■ Written exercise 1
In the entries, take the stretch from the line containing "of the woman" through the end of the entries and change every "single point" to "one point", leaving all else as it is.

Performance per Watt
So what's with the block diagram before? Well, now that you know all the detail and effort that has gone into the
ARM11 processor you can look back at the block diagram and appreciate that while the Raspberry Pi is a very cheap
system this CPU is no toy. For the performance and feature set per watt the ARM11 is nothing short of amazing.
Performance per watt is king in major data centers now.
So the next time you hear someone complain “oh, it's only 700 MHz!” you can retort with “Why, the ARM11's
700 MHz will handle a whole lot more than you think it can.” Now that you understand the architecture you can make
better use of it. You can use the additional instructions or you can rely on the ARM11 to act in a certain way. Go forth
and optimize your code and your hardware around this amazingly cheap SoC device.

■ Written exercise 2
Answer these about the ARM11 text:
(a) What clock speed does the imagined complaint mention?
(b) What does the text say is king in major data centers now?
(c) Which system is described as very cheap?

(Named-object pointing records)

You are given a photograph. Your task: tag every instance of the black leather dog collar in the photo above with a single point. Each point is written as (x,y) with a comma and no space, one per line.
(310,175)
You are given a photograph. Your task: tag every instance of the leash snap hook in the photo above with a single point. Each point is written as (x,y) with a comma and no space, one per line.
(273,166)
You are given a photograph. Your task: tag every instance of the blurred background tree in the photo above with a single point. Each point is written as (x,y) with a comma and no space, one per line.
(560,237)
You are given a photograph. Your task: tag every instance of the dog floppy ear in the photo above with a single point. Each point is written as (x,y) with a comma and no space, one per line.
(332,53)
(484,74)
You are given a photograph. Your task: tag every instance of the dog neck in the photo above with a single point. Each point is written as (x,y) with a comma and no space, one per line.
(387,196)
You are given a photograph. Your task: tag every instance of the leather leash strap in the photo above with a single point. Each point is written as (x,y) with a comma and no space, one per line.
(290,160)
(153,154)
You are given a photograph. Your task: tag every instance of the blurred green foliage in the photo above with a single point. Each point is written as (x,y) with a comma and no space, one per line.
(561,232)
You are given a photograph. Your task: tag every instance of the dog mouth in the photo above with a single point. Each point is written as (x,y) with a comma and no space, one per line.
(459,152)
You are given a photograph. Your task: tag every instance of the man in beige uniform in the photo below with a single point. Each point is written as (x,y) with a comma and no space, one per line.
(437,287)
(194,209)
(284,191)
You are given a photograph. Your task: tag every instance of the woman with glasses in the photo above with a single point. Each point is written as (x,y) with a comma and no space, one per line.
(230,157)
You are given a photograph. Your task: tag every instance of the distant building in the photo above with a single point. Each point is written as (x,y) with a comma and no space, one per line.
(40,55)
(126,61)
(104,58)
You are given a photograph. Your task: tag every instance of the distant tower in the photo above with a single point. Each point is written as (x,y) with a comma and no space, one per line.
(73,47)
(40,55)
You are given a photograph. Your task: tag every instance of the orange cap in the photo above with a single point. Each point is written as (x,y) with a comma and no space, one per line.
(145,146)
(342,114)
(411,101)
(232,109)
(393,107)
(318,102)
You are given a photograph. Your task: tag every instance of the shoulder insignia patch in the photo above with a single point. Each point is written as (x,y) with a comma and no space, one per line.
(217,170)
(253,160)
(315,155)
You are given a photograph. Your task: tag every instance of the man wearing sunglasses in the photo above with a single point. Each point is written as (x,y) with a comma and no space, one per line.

■ Written answer 1
You are given a photograph. Your task: tag every instance of the woman with glasses in the photo above with a one point. Each point is written as (x,y) with a comma and no space, one per line.
(230,157)
You are given a photograph. Your task: tag every instance of the distant building in the photo above with a one point. Each point is written as (x,y) with a comma and no space, one per line.
(40,55)
(126,61)
(104,58)
You are given a photograph. Your task: tag every instance of the distant tower in the photo above with a one point. Each point is written as (x,y) with a comma and no space, one per line.
(73,47)
(40,55)
You are given a photograph. Your task: tag every instance of the orange cap in the photo above with a one point. Each point is written as (x,y) with a comma and no space, one per line.
(145,146)
(342,114)
(411,101)
(232,109)
(393,107)
(318,102)
You are given a photograph. Your task: tag every instance of the shoulder insignia patch in the photo above with a one point. Each point is written as (x,y) with a comma and no space, one per line.
(217,170)
(253,160)
(315,155)
You are given a photograph. Your task: tag every instance of the man wearing sunglasses in the photo above with a one point. Each point is written as (x,y) with a comma and no space, one per line.

■ Written answer 2
(a) 700 MHz
(b) Performance per watt
(c) The Raspberry Pi